• Exercise description: Copy every line of the records below without changing anything, and leave the pictures out of your answer.

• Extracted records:
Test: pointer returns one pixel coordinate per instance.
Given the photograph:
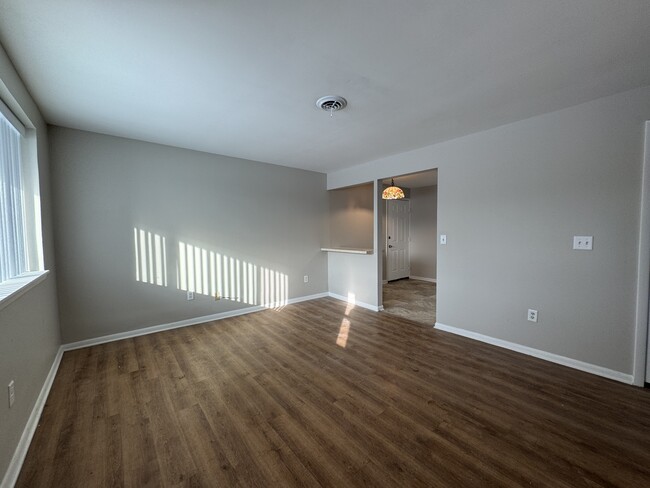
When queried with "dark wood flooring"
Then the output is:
(312, 396)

• Correct output:
Test: pointer returns one pixel coordinate per instance.
Given the photograph:
When queried with "dark wood flooring"
Then the output is:
(312, 396)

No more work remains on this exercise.